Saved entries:
-*-
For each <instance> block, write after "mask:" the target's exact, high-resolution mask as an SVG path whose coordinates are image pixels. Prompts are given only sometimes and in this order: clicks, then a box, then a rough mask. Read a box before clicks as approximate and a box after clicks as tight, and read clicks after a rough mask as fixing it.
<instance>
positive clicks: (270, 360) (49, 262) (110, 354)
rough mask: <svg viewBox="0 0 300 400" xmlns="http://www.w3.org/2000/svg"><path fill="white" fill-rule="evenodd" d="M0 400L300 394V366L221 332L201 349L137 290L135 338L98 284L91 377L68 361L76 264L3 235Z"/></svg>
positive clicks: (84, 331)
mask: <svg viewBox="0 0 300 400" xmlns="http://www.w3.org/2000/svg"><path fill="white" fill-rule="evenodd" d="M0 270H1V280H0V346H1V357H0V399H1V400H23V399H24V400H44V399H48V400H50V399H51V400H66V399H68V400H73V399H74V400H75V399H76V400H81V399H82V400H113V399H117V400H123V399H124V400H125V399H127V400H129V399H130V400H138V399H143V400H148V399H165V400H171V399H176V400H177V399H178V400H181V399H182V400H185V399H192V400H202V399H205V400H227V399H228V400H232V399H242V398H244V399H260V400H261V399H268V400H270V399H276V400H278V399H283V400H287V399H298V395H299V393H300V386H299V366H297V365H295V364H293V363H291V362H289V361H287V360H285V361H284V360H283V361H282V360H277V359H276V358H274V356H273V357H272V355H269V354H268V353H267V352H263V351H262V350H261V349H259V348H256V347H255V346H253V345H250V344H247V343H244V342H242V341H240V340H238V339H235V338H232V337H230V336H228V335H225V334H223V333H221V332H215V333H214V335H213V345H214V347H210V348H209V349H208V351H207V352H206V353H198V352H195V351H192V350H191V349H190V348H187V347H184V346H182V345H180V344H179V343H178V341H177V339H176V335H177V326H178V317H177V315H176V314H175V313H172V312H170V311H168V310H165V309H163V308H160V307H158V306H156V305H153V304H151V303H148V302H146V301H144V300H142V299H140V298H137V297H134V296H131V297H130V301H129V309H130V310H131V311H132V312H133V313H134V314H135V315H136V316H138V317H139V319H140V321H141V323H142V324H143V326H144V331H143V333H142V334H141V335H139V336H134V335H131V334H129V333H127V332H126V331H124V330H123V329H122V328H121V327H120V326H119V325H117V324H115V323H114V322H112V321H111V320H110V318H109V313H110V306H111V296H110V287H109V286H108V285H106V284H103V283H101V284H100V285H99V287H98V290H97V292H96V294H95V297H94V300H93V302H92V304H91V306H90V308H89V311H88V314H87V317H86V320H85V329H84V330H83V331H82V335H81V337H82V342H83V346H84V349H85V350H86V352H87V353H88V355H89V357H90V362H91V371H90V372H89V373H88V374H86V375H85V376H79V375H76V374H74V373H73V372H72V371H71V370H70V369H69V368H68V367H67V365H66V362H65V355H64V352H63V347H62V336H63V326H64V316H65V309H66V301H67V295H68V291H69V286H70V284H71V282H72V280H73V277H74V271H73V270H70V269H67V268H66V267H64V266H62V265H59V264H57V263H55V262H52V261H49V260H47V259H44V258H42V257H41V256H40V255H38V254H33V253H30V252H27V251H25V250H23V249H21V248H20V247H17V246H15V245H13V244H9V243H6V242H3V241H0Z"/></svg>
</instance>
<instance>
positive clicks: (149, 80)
-*-
Every line in the data that holds "instance" should be copied out.

● **Final answer**
For each <instance> block, write after "mask:" the target's exact, high-resolution mask as an SVG path whose coordinates are image pixels. Prompts are given only sometimes and in this order: clicks, then a box, then a rough mask. Read a box before clicks as approximate and a box after clicks as tight, and read clicks after a rough mask as fixing it.
<instance>
</instance>
<instance>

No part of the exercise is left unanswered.